* _Study text_
----------------

Updated 22 March 2019

We found that this practice was providing caring services in accordance with the relevant regulations.

We received feedback about the practice from 34 people. Patients were positive about all aspects of the service the practice provided. They told us staff were friendly and efficient.

They said that they were given helpful, honest explanations about dental treatment, and said their dentist listened to them. Patients commented that they made them feel at ease, especially when they were anxious about visiting the dentist.

We saw that staff protected patients’ privacy and were aware of the importance of confidentiality. Patients said staff treated them with dignity and respect.

The practice had a CCTV with voice recording system; no Privacy Impact Assessment was in place to consider and justify its use.

Responsive

No action required

Updated 22 March 2019

We found that this practice was providing responsive care in accordance with the relevant regulations.

The practice’s appointment system took account of patients’ needs. Patients could get an appointment quickly if in pain.

Staff considered patients’ different needs. This included providing facilities for patients with a disability and families with children. The practice had access to telephone interpreter services and had arrangements to help patients with sight or hearing loss.

The practice took patients views seriously. They valued compliments from patients and responded to concerns and complaints quickly and constructively.

Well-led

Improvements required

Updated 22 March 2019

We found that this practice was not providing well-led care in accordance with the relevant regulations. We have told the provider to take action (see full details of this action in the Requirement Notices section at the end of this report).

The provider was not present during the inspection day. We identified some systems and processes had failed to be maintained effectively since the last CQC inspection visit in 2016. The registered manager explained there had been a prolonged period of instability which had resulted in staff shortages, training and recruitment issues which had impacted on the productivity and management of the practice. They gave assurance that improvements would be made to address the areas identified during feedback.

We found the dentists and dental hygienists had the capacity and skills to deliver high-quality, sustainable care.

----------------

* _Work instructions_
1. In the dental practice inspection report, how many people gave feedback about the practice?
2. Write the next part of the dental practice inspection report, starting after its final sentence.
The items that follow are separate material, unrelated to the dental practice inspection report.

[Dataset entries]

----------------

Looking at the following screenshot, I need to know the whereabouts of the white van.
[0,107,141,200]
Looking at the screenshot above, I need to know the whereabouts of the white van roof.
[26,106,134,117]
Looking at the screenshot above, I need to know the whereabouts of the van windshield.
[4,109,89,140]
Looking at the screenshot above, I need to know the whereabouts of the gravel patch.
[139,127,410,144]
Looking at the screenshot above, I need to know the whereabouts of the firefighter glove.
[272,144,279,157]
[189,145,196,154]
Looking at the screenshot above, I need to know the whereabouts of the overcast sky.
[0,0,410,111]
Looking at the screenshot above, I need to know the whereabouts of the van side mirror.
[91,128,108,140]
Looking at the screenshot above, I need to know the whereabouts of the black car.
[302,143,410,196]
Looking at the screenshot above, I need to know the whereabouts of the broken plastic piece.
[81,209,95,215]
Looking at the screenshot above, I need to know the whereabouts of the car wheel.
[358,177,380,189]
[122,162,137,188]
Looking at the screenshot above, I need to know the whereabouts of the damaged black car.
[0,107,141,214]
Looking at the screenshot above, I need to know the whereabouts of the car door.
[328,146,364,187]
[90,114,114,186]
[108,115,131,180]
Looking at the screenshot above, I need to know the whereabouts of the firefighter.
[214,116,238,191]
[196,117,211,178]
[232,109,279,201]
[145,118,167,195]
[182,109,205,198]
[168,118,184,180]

----------------

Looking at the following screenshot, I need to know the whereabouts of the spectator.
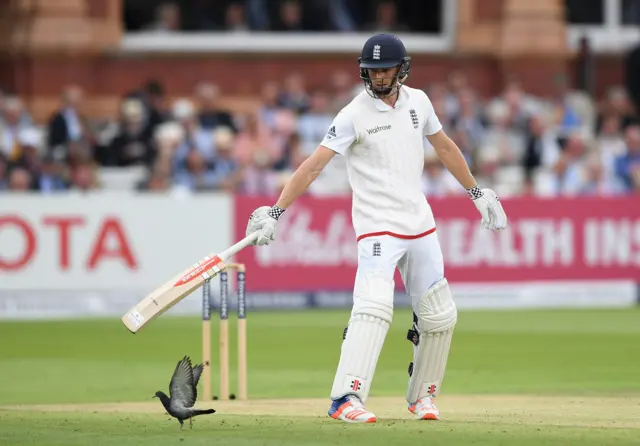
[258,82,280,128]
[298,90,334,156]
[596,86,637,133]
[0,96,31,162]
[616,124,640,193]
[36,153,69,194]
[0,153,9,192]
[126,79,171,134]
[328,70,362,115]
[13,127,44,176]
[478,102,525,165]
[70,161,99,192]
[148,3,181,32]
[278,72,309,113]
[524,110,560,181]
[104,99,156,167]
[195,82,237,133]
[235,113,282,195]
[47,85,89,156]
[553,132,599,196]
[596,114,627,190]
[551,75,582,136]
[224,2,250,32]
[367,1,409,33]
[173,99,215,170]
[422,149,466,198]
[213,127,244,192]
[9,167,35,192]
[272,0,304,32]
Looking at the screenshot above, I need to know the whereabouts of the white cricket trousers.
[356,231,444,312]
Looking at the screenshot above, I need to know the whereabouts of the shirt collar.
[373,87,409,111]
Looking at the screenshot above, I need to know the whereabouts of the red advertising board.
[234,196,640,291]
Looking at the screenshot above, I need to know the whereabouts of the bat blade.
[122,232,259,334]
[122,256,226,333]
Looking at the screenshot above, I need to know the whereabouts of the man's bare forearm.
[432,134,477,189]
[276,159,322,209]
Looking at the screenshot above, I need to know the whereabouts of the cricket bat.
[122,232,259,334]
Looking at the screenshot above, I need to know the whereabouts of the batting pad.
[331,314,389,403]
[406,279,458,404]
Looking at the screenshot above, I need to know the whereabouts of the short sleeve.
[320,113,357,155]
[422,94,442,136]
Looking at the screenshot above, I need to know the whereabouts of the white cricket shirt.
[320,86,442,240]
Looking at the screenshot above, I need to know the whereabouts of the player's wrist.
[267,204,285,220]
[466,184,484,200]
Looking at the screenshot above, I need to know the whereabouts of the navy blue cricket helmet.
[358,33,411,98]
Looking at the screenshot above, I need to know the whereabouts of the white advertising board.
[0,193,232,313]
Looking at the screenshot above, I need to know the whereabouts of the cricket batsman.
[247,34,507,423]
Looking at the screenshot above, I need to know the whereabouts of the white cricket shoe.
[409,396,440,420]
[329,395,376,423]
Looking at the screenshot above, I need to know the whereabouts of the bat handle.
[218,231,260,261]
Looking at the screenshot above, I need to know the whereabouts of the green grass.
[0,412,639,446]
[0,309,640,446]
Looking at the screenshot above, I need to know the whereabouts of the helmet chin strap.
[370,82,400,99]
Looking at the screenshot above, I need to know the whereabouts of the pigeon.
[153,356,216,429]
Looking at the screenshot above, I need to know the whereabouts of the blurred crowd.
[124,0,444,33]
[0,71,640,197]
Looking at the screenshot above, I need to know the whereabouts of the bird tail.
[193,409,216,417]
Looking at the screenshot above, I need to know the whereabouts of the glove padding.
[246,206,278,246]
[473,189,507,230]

----------------

* _Exercise results_
1. 34 people.

2.
There were systems of clinical governance in place which included policies, protocols and procedures. We found some processes supporting these were not fully understood and were not always carried out correctly or effectively monitored to ensure the practice was performing in accordance with recommended guidance and legislation. For example:

  • Infection prevention and control processes were not always carried out in line with recommended guidance.
  • Legionella management systems were not managed effectively and some processes were not embedded.
  • Systems in place to manage the medical emergency kit were not embedded.
  • Systems in place to manage safer sharps procedures were not consistent.

There were processes for managing risks but these required embedding and updating to reflect the practice procedures. For example:

  • The sharps risk assessment did not reflect the varying processes carried out at the practice.
  • A full review of the risks associated with materials identified under COSHH had not taken place.
  • A system to ensure fixed electrical wiring re-certification was carried out at timely intervals was not in place.

The practice team kept complete patient dental care records which were stored securely.

The practice used patient surveys to obtain staff and patients’ views about the service. We saw examples of suggestions from patients the practice had acted on.

We noted that not all staff had received a recent appraisal. We reviewed records for those who had and saw they discussed learning needs, general wellbeing and aims for future professional development. There was a plan in place to address the remaining appraisals.

The practice’s quality assurance and audit processes could be improved to ensure data was gathered and recorded accurately to encourage suitable outcomes, learning and continuous improvement.